--- Begin DATA PROVIDED ---

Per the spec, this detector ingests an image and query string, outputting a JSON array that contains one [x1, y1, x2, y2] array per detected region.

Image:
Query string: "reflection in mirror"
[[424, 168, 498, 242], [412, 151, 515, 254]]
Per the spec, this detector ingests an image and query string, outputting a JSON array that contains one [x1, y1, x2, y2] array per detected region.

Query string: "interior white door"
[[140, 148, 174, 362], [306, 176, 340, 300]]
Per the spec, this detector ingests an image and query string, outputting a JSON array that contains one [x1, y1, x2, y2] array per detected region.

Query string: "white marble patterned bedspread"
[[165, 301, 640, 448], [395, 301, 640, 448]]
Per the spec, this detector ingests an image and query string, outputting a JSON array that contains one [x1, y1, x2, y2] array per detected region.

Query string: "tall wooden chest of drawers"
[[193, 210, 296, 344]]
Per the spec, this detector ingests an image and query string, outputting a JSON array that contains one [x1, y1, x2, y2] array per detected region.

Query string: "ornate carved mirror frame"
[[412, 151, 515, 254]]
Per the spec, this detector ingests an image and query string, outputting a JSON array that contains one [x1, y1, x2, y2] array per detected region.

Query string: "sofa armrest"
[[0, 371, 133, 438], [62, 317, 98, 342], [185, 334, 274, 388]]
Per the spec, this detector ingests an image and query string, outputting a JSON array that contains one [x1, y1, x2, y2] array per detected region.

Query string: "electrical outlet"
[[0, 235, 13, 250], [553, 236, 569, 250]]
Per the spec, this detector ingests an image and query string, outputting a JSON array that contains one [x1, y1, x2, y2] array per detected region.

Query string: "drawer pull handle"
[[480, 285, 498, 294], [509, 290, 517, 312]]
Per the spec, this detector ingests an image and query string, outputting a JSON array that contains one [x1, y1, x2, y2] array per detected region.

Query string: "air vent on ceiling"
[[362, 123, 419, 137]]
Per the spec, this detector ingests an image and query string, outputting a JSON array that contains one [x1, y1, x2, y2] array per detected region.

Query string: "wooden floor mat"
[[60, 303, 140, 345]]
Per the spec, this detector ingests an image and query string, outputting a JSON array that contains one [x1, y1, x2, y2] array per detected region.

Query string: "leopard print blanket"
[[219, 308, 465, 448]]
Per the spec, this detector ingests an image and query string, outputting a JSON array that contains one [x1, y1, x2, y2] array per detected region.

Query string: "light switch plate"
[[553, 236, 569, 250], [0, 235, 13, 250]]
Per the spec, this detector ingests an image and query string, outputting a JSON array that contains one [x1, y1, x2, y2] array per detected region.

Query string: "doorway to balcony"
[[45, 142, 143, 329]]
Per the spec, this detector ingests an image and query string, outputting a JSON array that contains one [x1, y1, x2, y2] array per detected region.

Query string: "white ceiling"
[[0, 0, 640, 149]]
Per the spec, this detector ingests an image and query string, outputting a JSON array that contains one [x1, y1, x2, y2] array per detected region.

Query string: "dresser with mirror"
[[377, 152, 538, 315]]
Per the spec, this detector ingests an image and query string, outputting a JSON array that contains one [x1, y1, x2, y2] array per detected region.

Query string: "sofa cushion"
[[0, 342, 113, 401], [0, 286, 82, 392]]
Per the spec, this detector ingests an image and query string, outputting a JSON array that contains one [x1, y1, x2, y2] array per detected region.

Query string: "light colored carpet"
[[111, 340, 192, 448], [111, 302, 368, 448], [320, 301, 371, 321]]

--- End DATA PROVIDED ---

DO THIS →
Can you copy out all of the lines above, word for word and with nothing altered?

COMPLETE RESPONSE →
Per the spec, this detector ingests an image and query string, outputting a JSON array that contains one [x1, y1, x2, y2] array per detected region.

Image:
Query string: "reflection in mirror"
[[424, 168, 498, 242], [412, 151, 515, 254]]
Per the spec, this detector ingests an image and query string, outputting a JSON array that contains one [x1, y1, x2, y2] array per detected region.

Query string: "interior white door"
[[140, 148, 174, 362], [306, 176, 340, 300]]
Per the spec, this detector ingests an image and query string, outputting a JSON array that contains one [x1, y1, x2, y2] array per detected region.

Query string: "white marble patterned bedspread"
[[165, 301, 640, 448], [395, 301, 640, 448]]
Per the spec, this detector ingests an image and query string, outputting a JSON array that contains one [x1, y1, x2, y2] array per detected region.

Query string: "tall wooden chest of drawers"
[[193, 210, 296, 344]]
Per the spec, this detector ingests an image and query string, outputting a JSON array that contains one [x1, y1, x2, y2] array per detected region.

Query string: "ornate carved mirror frame"
[[412, 151, 515, 254]]
Per the spec, this detector ingests an image and query string, outputting a JSON array that contains one [x1, y1, x2, y2] array per detected region.

Query string: "sofa armrest"
[[0, 371, 133, 438], [62, 317, 98, 342], [185, 334, 274, 388]]
Per the spec, this detector ingests an image and query string, outputting a JSON array that contains one [x1, y1, x2, y2] array per detected region.

Query string: "electrical outlet"
[[0, 235, 13, 250], [553, 236, 569, 250]]
Per the spec, this detector ingests an image and query string, outputting a JSON array that contains one [x1, y1, x2, y2] array per detected region.

Query string: "drawer pull handle"
[[480, 285, 498, 294], [509, 290, 517, 312]]
Per the spec, this detector ingests an image and query string, outputting a JSON array that contains one [x1, y1, x2, y2] array per detected region.

Query string: "air vent on ceiling"
[[362, 123, 419, 137]]
Per the spec, this detector ingests an image and query string, outputting a JSON array that contains one [x1, y1, x2, y2] array per detected region.

Query string: "wooden floor mat"
[[60, 303, 140, 345]]
Per the spec, this detector ingests an image and query string, outputting a JSON array that contains one [x1, y1, x2, y2] array per detected region.

Query string: "leopard print blanket"
[[219, 308, 465, 448]]
Per the spec, this detector ingests an image and query string, outputting a JSON array that contains one [x1, y1, x2, y2] array per detected region.

Query string: "light switch plate"
[[553, 236, 569, 250], [0, 235, 13, 250]]
Per the spec, this detector ingests an image and query string, outputting a JSON array that contains one [x1, y1, x2, y2] array per detected region.

Query string: "doorway to balcony"
[[45, 142, 143, 329]]
Per the spec, this detector ingests an image and query string, outputting a JSON array that contains one [x1, y1, x2, y2] array per detected region.

Query string: "white ceiling"
[[0, 0, 640, 149]]
Per the spec, this detector ingests an image and query string, outputting a JSON array that contains one [x1, y1, x2, y2] array per detected region.

Query string: "dresser with mirror"
[[377, 152, 538, 315]]
Per the spec, this detector ingests an image and query string, outputting a JSON array that contains one [x1, y1, x2, y2] array per detected region.

Query string: "sofa cushion"
[[0, 342, 113, 401], [0, 286, 82, 392]]
Per the spec, this detector ingests an image and query string, outputting a JSON array that contains one [x1, y1, x2, y2] array per detected region.

Query string: "light colored carpet"
[[111, 340, 192, 448], [111, 302, 368, 448], [320, 301, 371, 321]]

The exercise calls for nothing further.